** PROVIDED RECORDS follows **

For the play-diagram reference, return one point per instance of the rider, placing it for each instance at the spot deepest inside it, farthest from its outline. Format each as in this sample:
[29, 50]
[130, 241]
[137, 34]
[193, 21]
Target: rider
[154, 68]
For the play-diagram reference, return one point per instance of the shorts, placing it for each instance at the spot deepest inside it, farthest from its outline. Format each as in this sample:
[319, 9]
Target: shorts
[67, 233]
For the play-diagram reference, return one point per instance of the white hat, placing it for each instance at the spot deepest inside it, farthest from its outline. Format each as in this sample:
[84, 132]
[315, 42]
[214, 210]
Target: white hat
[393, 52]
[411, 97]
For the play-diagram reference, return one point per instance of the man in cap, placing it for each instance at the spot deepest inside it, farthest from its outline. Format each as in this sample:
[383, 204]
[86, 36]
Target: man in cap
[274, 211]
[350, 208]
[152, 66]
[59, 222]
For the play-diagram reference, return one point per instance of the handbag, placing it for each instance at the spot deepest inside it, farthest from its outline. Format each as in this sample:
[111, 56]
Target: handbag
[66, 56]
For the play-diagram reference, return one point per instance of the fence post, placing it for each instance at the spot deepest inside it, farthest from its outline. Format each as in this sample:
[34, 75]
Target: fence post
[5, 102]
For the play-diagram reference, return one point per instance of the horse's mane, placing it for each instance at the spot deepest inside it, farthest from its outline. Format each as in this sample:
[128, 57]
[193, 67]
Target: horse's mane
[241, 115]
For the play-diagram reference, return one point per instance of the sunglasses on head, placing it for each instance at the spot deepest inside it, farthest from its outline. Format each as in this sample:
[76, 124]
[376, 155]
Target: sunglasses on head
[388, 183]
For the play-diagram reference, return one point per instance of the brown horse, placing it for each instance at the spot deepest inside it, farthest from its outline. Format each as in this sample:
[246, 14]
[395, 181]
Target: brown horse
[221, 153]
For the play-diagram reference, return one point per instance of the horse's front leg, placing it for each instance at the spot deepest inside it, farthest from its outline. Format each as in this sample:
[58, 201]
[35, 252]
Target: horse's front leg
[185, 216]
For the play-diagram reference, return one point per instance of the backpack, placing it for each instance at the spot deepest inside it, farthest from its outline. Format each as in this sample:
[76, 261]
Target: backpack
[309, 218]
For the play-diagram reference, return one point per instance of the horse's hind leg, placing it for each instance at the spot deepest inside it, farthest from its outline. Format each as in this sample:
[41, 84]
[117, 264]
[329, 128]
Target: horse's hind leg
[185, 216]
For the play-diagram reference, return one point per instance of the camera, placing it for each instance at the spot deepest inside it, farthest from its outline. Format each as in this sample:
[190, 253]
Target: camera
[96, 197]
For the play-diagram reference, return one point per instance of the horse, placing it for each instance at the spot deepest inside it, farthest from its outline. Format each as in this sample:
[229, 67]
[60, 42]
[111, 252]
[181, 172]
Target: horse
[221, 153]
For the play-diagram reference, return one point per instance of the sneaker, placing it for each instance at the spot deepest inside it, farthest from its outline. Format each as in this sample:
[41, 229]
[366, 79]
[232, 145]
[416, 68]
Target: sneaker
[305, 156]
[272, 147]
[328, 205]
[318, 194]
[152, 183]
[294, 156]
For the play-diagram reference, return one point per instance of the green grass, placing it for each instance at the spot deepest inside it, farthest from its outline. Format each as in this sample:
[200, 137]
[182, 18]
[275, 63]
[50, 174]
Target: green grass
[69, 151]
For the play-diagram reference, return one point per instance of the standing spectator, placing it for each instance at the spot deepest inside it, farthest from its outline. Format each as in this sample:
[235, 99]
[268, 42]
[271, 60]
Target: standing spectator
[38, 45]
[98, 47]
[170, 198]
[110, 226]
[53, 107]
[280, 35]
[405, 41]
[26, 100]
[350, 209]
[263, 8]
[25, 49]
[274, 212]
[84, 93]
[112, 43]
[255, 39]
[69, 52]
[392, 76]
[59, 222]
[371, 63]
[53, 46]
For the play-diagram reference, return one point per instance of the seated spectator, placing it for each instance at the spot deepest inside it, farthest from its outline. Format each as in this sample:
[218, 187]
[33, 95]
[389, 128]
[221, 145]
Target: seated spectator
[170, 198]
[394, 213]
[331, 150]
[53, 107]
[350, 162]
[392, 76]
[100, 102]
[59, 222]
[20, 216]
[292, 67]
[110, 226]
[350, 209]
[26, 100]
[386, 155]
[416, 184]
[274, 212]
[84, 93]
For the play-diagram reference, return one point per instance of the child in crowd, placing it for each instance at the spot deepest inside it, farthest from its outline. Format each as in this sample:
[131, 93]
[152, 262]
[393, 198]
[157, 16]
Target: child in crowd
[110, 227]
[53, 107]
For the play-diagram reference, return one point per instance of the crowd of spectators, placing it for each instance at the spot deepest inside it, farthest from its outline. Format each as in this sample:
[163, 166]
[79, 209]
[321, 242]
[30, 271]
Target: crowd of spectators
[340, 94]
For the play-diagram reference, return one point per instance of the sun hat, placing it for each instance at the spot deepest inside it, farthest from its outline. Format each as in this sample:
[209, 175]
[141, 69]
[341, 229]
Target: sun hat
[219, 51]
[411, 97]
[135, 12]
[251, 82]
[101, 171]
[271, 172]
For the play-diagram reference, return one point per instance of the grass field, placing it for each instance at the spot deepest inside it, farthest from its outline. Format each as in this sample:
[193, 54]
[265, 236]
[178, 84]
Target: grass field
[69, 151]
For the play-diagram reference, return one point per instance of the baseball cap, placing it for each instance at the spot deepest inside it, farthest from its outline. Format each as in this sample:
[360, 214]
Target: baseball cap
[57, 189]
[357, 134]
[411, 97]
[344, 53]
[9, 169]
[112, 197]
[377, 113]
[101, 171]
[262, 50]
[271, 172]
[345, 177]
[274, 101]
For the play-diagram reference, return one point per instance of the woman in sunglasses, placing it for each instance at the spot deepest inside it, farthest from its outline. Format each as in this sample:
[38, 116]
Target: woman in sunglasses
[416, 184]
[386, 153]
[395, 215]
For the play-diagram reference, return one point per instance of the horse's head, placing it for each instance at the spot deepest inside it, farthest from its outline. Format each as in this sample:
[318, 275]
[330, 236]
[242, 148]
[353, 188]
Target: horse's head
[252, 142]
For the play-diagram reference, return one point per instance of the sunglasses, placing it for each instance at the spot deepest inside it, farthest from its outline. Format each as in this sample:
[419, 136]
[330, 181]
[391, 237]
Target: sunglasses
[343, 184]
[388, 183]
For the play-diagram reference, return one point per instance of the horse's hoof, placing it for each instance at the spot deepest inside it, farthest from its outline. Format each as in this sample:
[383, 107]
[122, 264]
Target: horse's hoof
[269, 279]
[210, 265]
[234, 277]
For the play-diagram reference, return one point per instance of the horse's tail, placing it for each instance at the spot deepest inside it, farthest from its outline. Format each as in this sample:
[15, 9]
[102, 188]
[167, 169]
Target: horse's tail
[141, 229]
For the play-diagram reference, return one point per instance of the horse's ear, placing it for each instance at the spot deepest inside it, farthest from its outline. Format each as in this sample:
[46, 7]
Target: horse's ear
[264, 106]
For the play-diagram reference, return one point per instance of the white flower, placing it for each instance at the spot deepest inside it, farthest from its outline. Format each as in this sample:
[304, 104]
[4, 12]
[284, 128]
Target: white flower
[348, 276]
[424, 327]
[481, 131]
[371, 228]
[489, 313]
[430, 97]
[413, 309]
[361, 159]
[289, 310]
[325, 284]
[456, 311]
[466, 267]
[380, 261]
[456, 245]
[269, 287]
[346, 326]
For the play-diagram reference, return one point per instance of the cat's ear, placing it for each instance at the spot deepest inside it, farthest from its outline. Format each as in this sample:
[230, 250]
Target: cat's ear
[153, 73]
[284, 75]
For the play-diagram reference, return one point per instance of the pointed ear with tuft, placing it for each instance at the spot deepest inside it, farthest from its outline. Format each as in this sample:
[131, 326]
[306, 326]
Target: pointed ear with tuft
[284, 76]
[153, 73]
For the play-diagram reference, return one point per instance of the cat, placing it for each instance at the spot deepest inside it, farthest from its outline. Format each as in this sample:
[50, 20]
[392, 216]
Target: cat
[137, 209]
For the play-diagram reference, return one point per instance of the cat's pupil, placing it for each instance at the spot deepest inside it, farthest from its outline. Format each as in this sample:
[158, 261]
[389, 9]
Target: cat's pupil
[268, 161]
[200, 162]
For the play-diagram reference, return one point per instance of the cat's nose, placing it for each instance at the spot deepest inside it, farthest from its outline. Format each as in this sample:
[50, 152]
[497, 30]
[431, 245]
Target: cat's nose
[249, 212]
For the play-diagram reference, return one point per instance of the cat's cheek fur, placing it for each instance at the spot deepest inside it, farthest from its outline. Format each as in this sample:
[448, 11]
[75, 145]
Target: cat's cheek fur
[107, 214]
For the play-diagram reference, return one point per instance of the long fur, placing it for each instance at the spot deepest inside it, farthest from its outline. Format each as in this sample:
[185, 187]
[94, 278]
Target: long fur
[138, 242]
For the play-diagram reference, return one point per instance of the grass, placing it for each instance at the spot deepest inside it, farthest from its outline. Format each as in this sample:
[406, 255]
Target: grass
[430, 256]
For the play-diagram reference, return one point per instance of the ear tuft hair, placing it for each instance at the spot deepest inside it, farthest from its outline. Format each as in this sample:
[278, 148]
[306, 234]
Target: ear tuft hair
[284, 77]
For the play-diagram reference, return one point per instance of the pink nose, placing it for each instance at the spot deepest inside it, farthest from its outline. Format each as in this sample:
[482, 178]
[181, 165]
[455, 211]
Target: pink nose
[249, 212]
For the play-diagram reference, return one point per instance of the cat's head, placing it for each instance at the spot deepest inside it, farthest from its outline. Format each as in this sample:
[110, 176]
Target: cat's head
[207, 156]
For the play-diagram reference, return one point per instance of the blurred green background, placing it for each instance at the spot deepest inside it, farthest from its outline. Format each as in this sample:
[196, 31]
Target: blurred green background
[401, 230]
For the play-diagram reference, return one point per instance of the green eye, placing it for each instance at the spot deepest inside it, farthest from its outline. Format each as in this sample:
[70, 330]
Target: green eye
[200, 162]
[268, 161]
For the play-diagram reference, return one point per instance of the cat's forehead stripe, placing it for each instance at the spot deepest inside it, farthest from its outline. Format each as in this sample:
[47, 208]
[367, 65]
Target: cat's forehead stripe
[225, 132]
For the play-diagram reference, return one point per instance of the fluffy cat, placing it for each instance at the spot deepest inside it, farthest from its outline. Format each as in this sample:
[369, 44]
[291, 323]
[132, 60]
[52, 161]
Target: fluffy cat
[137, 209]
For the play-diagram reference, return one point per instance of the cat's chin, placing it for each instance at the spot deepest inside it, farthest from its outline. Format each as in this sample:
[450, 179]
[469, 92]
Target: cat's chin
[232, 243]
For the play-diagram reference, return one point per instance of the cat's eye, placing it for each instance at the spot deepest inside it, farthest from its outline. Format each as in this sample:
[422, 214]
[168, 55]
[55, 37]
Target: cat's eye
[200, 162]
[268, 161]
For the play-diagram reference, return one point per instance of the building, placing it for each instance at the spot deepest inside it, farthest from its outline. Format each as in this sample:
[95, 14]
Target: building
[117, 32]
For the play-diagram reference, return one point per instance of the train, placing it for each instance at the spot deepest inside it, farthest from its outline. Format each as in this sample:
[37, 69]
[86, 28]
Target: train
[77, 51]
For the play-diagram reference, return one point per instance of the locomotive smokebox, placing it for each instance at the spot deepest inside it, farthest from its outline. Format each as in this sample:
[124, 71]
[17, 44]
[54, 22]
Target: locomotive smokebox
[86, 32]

** End of PROVIDED RECORDS **

Output the lines above between the one holding "Target: white flower" and the one holding "of the long", inclusive, with nothing before or after them.

Target: white flower
[348, 276]
[424, 327]
[481, 131]
[371, 228]
[489, 313]
[430, 97]
[413, 309]
[361, 159]
[289, 310]
[325, 284]
[456, 311]
[466, 267]
[380, 261]
[456, 245]
[269, 287]
[346, 326]
For the play-diagram reference, return one point per instance of the cat's ear, placing it for each instance at the spot deepest inside it, farthest from its outline. Format each as in this sample:
[230, 250]
Target: cat's ear
[153, 73]
[284, 75]
For the play-diagram reference, return one point per instance of the pointed ear with tuft, placing it for each instance at the spot deepest inside it, farthest from its outline. Format each as in this sample:
[131, 326]
[306, 326]
Target: pointed ear with tuft
[284, 76]
[153, 73]
For the play-diagram reference, return one point per instance of the cat, placing it for each instance at the spot deepest inside it, farthest from its outline. Format each as in this sample:
[50, 20]
[392, 216]
Target: cat
[137, 209]
For the play-diagram reference, return one point per instance of the cat's pupil, placing it for each instance at the spot deepest inside it, farthest from its outline. Format each as in this sample:
[158, 261]
[389, 9]
Target: cat's pupil
[268, 161]
[200, 162]
For the play-diagram reference, return one point per instance of the cat's nose, placing it for each instance at the spot deepest inside it, farthest from its outline. Format each as in this sample:
[50, 152]
[497, 30]
[431, 245]
Target: cat's nose
[249, 212]
For the play-diagram reference, return one point per instance of the cat's cheek fur, placing it for each instance at the spot deepest inside it, farthest from its outline. Format each as in this sample:
[448, 11]
[75, 145]
Target: cat's cheek fur
[107, 214]
For the play-diagram reference, return one point per instance of the long fur, placing it for each instance at the spot deepest inside it, farthest from its outline. Format each as in this sample:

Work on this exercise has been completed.